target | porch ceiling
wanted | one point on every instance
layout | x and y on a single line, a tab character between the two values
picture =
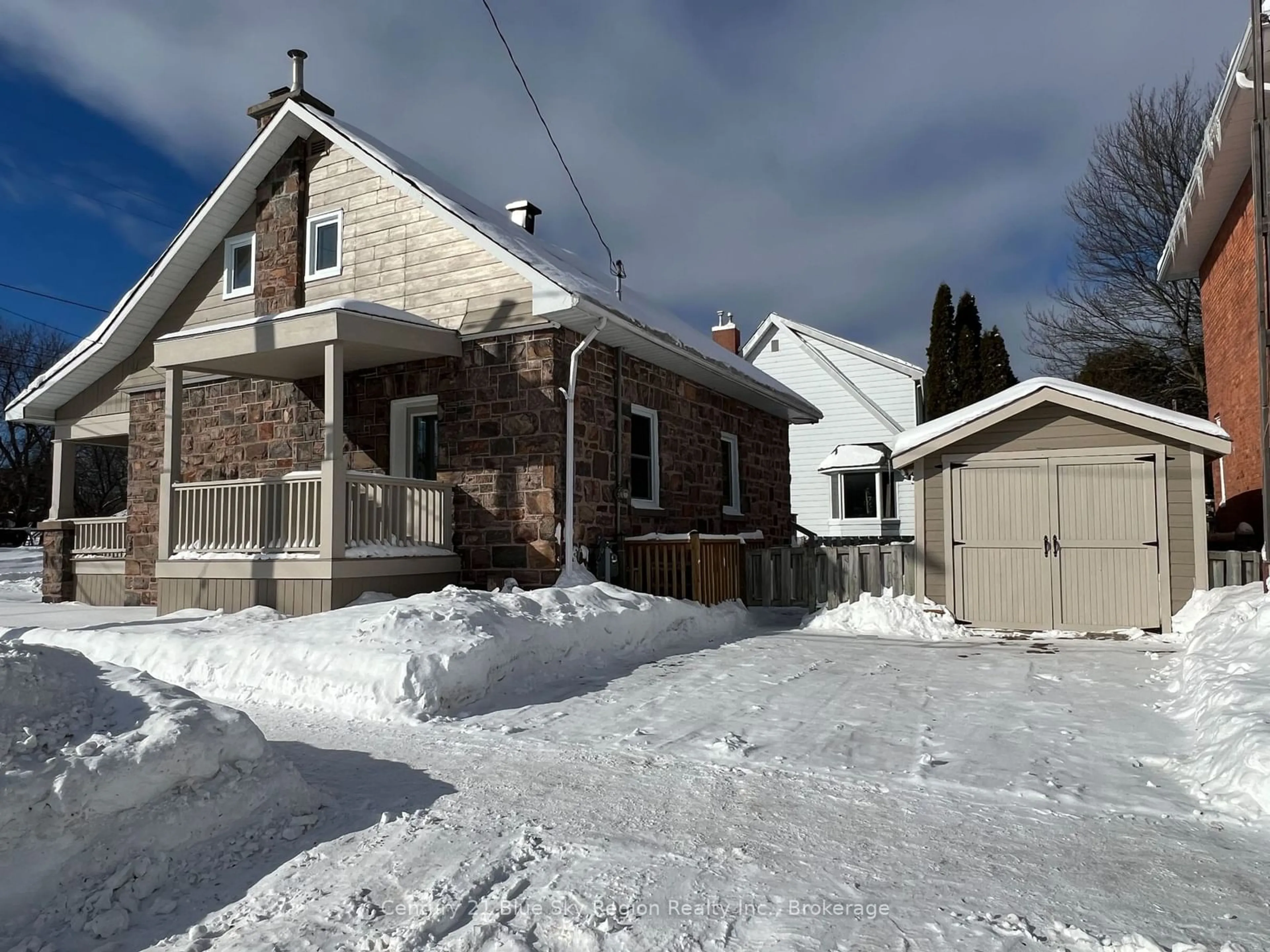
290	346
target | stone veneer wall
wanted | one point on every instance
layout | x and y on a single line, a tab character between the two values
281	206
690	420
501	445
500	428
230	429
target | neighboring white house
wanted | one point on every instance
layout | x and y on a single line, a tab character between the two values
840	468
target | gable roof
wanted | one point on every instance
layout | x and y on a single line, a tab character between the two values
930	437
562	285
775	322
1223	164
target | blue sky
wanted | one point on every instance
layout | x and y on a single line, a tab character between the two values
832	162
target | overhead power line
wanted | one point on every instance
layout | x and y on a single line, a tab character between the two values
615	267
54	298
42	324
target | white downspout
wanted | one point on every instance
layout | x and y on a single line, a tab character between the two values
571	440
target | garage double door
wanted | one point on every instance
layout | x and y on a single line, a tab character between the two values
1057	542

• • • • •

## Aim
Write every line of the entries above as a JSON list of strings, one string per line, skipping blank lines and leaving out the picture.

## Exercise response
[
  "target | porch ceiling",
  "wanted | one point on every instance",
  "layout | x and y on a single line, a tab character between the two values",
  "picture =",
  "290\t346",
  "target | stone veneer wall",
  "wanted | one point on every instance",
  "layout | x and y on a single line, a tab character between the two values",
  "281\t206",
  "690\t420",
  "501\t445",
  "500\t428",
  "230\t429",
  "target | neighboring white house",
  "wanted | one point on every instance",
  "layout | x and y on a single line, a tab character between the two values",
  "840\t468",
  "target | gable roof",
  "wanted | one point on every instance",
  "layout | x and y on a single line, a tab character between the two values",
  "930\t437",
  "562\t285",
  "775\t322",
  "1223\t164",
  "target | blue sky",
  "wanted | one point on every instance",
  "layout | x and y on a single line, a tab character between the two values",
  "832\t162",
  "target | overhead power line",
  "wanted | one point on every instance",
  "layout | x and y on a single line, a tab character between the two values",
  "615\t267",
  "54\t298",
  "42\t324",
  "target | white downspout",
  "wanted | one point on every instance",
  "layout | x and y on a single line, a tab character between the two values",
  "571\t440",
  "target | garage double door",
  "wanted | one point on every instance",
  "layout | x and y on a single line, a tab character between the two values",
  "1057\t542"
]